── Provided data
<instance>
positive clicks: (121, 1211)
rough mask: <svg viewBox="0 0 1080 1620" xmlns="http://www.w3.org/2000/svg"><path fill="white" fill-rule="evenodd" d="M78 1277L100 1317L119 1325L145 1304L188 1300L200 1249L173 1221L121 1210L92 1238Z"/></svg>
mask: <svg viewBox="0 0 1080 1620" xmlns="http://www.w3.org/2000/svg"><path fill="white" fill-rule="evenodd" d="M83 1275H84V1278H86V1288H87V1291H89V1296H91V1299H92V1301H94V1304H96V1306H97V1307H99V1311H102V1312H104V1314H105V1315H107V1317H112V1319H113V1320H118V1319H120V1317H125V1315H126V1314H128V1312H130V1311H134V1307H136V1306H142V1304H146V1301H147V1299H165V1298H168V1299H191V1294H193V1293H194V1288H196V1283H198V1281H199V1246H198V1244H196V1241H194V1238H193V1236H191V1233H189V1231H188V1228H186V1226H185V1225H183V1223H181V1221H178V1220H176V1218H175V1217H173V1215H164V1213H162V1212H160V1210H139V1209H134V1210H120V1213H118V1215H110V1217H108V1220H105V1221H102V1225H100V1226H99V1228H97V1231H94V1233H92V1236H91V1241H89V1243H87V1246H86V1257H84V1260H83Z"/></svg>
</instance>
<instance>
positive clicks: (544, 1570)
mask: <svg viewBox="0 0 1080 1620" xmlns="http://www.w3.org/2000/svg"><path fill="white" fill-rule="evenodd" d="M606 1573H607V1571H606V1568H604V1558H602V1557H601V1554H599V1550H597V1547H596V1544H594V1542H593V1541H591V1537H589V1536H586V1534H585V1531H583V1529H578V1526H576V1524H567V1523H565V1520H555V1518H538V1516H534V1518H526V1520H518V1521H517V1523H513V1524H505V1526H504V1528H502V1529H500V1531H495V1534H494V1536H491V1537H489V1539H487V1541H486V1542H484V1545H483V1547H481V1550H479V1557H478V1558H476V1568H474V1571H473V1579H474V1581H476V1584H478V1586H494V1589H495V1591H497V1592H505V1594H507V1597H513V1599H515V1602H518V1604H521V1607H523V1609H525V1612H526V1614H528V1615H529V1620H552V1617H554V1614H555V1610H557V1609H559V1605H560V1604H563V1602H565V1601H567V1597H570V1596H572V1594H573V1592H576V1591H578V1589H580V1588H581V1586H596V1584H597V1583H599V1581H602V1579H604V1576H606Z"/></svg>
────
Please give an exact copy of every entry.

<instance>
positive clicks: (121, 1211)
rough mask: <svg viewBox="0 0 1080 1620" xmlns="http://www.w3.org/2000/svg"><path fill="white" fill-rule="evenodd" d="M78 1277L100 1317L119 1325L145 1304L188 1300L200 1249L173 1221L121 1210L92 1238Z"/></svg>
mask: <svg viewBox="0 0 1080 1620" xmlns="http://www.w3.org/2000/svg"><path fill="white" fill-rule="evenodd" d="M83 1275H84V1278H86V1288H87V1291H89V1296H91V1299H92V1301H94V1304H96V1306H97V1307H99V1311H102V1312H104V1314H105V1315H107V1317H112V1319H113V1320H118V1319H120V1317H125V1315H126V1314H128V1312H130V1311H134V1307H136V1306H142V1304H146V1301H147V1299H165V1298H168V1299H191V1294H193V1293H194V1288H196V1283H198V1281H199V1246H198V1244H196V1241H194V1238H193V1236H191V1233H189V1231H188V1228H186V1226H185V1225H183V1223H181V1221H178V1220H176V1218H175V1217H173V1215H164V1213H162V1212H160V1210H139V1209H134V1210H120V1213H118V1215H110V1217H108V1220H105V1221H102V1225H100V1226H99V1228H97V1231H94V1233H92V1236H91V1241H89V1243H87V1246H86V1257H84V1260H83Z"/></svg>
</instance>
<instance>
positive clicks: (544, 1570)
mask: <svg viewBox="0 0 1080 1620" xmlns="http://www.w3.org/2000/svg"><path fill="white" fill-rule="evenodd" d="M606 1573H607V1571H606V1568H604V1558H602V1557H601V1554H599V1550H597V1547H596V1544H594V1542H593V1541H591V1537H589V1536H586V1534H585V1531H583V1529H578V1526H576V1524H567V1523H565V1520H555V1518H538V1516H534V1518H526V1520H518V1521H517V1523H513V1524H505V1526H504V1528H502V1529H500V1531H495V1534H494V1536H491V1537H489V1539H487V1541H486V1542H484V1545H483V1547H481V1550H479V1557H478V1558H476V1568H474V1571H473V1579H474V1581H476V1584H478V1586H494V1589H495V1591H497V1592H505V1594H507V1597H513V1599H515V1602H518V1604H521V1607H523V1609H525V1612H526V1614H528V1615H529V1620H552V1617H554V1614H555V1610H557V1609H559V1605H560V1604H563V1602H565V1601H567V1597H570V1596H572V1594H573V1592H576V1591H578V1589H580V1588H581V1586H596V1584H597V1583H599V1581H602V1579H604V1576H606Z"/></svg>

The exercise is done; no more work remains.